Publié le 8 Dec 2012 - 09:39
BARACK OBAMA

Les contours d’une stratégie électorale postmoderne

 

 

Certes, il n’y a pas eu de liesse populaire aux alentours de la Maison Blanche comme ce fut le cas lors de la première élection de Barack Obama, le 4 novembre 2008. Il n’y a pas eu l’euphorie généralisée d’une jeunesse mobilisée pour le changement autour du candidat démocrate pour contrer les relents d’une campagne haineuse et xénophobe menée par Mitt Romney et les Républicains. Cependant, même si l ‘effervescence populaire et la dynamique entraînante de la campagne de 2008 du candidat noir n’ont pas été atteintes, celle de 2012 a transformé l’essai.

 

S’agit-il d’un tournant post-racial ou d’une étape symbolique de grande portée historique ? Dans cette fabuleuse campagne politique, on retrouve une dimension « habermassienne » de l’usage gnoséologique de la pédagogie de la communication, conçue comme une construction matérielle quand l’acteur politique est en mesure de formuler les contours pratiques d’une offre politique rationnelle moderne en phase avec les enjeux du moment. Le candidat démocrate a eu le flair et une lecture féconde des tendances fortes marquées par l’érosion du mouvement conservateur confronté à la plus grave crise économique du pays depuis la grande dépression des années trente.

 

En effet, la débâcle économique et la crise financière engendrées par les dérégulations excessives du gouvernement de George Bush ont conduit à une profonde récession qui, jusqu’à ce jour, habite la conscience collective d’une grande partie de l’électorat américain. Pour la majorité des Américains, Barack Obama qui a hérité de ce legs du gouvernement précédent en 2008, a réussi à redresser une économie poussive et rétabli ses fondamentaux qui ont permis de réduire le chômage et de donner un coup de pouce au pouvoir d’achat des classes moyennes. Les résultats des sondages à la sortie des urnes révèlent que 74% des électeurs admettent que les Etats-Unis ont subi une crise économique beaucoup plus sévère ces dix dernières années et que 57% de ces électeurs reconnaissent que la crise était tellement profonde que Barack Obama ne pouvait la résoudre définitivement en quatre ans.

 

Dès son élection en 2008, Obama et sa campagne ont réussi à inscrire plus de 1.800.000 nouveaux électeurs et plus de 1.100.000 électeurs fidélisés sur l’internet. Pendant que le Parti républicain et le mouvement conservateur du Tea Party s’acharnaient à l’affaiblir par une politique d’obstruction systématique au Congrès, Obama développait une stratégie de maillage du territoire en s’appuyant sur un réseau d’organisations communautaires et de « grassroots » sur le terrain. A l’arrivée, il devançait son adversaire de plus de 3 millions de voix et recueillait 332 votes sur les 538 que compte le collège électoral.

---*---

**CONSIGNE:**
D'après le texte sur la stratégie électorale de Barack Obama, combien de votes du collège électoral le candidat démocrate a-t-il recueillis ?

**DONNÉES FOURNIES:**
---*---

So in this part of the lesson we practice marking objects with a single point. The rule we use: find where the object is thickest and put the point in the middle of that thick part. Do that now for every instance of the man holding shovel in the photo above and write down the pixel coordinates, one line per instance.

---*---

**CORRIGÉ:**
Il a recueilli 332 votes sur les 538 que compte le collège électoral.